(Stored entries)
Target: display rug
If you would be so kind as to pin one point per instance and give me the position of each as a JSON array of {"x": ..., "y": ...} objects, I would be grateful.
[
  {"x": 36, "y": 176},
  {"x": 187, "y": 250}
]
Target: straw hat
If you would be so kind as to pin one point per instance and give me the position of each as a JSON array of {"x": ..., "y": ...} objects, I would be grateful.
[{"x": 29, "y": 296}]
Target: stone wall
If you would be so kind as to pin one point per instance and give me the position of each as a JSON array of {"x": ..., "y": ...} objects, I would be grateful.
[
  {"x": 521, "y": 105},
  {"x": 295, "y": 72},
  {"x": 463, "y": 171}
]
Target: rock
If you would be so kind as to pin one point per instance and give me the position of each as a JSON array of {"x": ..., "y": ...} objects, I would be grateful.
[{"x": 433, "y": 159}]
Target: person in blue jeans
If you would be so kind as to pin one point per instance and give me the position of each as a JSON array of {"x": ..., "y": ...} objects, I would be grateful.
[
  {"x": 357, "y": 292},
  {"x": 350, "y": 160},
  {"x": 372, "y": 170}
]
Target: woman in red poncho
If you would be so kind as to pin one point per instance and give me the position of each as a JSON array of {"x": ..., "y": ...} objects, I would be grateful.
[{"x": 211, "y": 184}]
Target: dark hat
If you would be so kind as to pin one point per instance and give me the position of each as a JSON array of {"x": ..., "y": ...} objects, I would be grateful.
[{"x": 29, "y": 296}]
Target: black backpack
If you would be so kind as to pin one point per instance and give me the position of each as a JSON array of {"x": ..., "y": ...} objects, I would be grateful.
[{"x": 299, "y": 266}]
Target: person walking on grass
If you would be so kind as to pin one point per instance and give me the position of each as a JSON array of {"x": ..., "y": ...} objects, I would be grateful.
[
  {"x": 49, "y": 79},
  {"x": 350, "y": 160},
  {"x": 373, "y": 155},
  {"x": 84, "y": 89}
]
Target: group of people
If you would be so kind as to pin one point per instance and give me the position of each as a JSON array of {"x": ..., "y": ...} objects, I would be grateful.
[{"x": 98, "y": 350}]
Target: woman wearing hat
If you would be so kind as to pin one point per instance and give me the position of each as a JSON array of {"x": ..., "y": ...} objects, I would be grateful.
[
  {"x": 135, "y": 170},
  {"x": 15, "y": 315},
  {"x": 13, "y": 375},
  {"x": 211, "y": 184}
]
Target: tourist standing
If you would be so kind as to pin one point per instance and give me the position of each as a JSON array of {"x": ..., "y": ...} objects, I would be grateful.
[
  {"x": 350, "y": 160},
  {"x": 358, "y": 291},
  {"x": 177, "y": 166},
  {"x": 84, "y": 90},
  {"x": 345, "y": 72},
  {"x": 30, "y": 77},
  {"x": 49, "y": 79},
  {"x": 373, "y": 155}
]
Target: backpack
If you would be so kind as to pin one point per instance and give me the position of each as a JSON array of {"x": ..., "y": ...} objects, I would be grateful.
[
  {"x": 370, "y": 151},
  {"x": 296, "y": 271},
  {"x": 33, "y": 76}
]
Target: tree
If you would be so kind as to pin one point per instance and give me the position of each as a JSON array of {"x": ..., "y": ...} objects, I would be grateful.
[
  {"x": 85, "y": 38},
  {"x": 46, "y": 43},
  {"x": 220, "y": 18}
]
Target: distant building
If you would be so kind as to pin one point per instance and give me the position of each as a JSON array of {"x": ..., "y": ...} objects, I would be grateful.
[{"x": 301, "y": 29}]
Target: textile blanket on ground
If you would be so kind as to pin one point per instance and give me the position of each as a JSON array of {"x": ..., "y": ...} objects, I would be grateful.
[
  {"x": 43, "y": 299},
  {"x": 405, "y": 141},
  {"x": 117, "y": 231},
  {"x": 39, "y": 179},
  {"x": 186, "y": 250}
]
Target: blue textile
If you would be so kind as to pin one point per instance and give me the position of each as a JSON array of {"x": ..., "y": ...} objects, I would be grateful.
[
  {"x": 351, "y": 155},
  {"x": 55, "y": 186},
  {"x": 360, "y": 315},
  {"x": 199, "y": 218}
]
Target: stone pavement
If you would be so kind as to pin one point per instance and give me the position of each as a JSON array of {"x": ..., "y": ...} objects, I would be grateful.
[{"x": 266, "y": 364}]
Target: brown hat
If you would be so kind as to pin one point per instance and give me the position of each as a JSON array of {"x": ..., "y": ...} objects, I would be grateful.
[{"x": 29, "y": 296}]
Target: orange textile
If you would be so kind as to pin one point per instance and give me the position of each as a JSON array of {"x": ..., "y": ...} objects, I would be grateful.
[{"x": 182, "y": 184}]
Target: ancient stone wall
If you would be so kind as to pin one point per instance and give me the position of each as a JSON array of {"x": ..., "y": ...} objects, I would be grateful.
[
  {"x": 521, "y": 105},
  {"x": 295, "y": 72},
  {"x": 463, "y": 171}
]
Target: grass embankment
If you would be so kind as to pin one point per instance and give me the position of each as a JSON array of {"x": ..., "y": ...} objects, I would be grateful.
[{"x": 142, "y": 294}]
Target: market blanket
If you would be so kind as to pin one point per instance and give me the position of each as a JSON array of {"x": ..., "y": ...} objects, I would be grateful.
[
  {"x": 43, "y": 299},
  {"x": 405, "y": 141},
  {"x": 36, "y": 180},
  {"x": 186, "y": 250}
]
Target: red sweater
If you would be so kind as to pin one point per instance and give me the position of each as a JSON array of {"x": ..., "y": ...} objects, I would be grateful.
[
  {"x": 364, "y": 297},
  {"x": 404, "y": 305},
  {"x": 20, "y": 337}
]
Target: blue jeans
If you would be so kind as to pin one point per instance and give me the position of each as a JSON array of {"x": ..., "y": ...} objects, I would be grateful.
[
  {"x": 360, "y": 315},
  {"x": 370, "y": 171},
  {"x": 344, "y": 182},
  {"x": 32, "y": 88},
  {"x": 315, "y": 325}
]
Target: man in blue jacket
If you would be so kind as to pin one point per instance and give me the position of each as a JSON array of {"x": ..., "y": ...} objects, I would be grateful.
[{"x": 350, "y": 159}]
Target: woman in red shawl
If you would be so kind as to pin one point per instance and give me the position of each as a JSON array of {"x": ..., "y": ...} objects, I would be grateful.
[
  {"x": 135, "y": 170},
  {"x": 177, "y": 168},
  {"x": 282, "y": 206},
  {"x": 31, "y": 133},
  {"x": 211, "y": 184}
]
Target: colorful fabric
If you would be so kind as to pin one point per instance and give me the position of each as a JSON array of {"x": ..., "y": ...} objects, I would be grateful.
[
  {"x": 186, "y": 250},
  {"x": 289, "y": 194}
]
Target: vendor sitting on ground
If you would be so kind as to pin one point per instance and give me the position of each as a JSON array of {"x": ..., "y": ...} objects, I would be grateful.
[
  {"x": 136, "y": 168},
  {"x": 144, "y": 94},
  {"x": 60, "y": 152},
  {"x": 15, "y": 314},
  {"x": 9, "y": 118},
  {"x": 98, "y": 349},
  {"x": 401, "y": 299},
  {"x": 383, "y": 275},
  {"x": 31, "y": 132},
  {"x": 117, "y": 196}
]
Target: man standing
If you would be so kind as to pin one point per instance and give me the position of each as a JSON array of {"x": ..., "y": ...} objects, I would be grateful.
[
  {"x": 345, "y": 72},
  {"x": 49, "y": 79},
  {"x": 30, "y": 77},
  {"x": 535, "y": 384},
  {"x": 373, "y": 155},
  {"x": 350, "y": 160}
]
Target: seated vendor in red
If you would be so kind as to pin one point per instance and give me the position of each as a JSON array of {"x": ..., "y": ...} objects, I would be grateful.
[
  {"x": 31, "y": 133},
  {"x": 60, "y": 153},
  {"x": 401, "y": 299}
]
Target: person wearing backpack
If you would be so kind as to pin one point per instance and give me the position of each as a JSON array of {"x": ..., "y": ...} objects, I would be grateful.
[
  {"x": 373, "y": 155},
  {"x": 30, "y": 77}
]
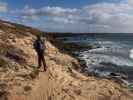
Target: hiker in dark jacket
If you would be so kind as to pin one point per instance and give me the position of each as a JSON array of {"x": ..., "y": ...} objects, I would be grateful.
[{"x": 39, "y": 48}]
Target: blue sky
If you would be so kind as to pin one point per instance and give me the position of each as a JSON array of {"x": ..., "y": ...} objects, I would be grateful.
[{"x": 70, "y": 15}]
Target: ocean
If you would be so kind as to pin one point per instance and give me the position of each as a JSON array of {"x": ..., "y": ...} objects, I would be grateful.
[{"x": 113, "y": 55}]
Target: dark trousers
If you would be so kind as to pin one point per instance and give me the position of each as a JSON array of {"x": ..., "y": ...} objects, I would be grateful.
[{"x": 41, "y": 60}]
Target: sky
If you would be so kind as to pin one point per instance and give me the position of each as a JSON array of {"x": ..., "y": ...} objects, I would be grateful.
[{"x": 78, "y": 16}]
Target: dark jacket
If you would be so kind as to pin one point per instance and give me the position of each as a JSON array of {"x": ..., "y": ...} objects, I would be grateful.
[{"x": 39, "y": 45}]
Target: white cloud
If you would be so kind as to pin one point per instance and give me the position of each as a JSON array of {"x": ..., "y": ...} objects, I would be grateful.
[
  {"x": 101, "y": 17},
  {"x": 3, "y": 7}
]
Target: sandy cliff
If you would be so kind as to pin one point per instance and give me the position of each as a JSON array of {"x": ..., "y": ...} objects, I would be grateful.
[{"x": 20, "y": 79}]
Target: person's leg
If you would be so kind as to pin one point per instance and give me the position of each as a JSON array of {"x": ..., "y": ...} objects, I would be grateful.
[
  {"x": 44, "y": 63},
  {"x": 39, "y": 61}
]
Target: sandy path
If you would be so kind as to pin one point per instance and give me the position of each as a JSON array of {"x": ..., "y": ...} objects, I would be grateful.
[{"x": 43, "y": 88}]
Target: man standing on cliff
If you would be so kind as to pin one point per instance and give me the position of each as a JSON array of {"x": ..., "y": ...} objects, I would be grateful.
[{"x": 39, "y": 47}]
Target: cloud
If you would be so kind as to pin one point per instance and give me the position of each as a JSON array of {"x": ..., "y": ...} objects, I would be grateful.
[
  {"x": 3, "y": 7},
  {"x": 100, "y": 17}
]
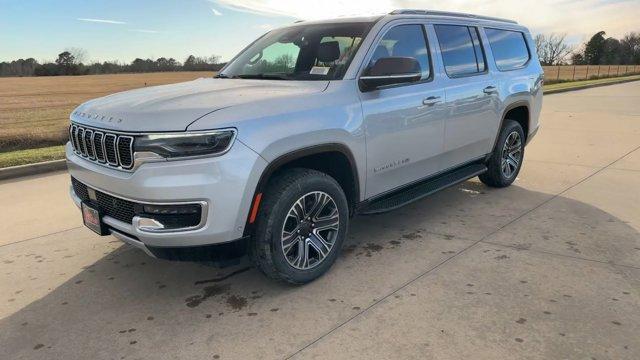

- Short problem -
List every line of the stored entries above that contains the string "ground", treating case as significant.

- The completed task -
Target: textile blanket on ground
Target: vendor sitting on ground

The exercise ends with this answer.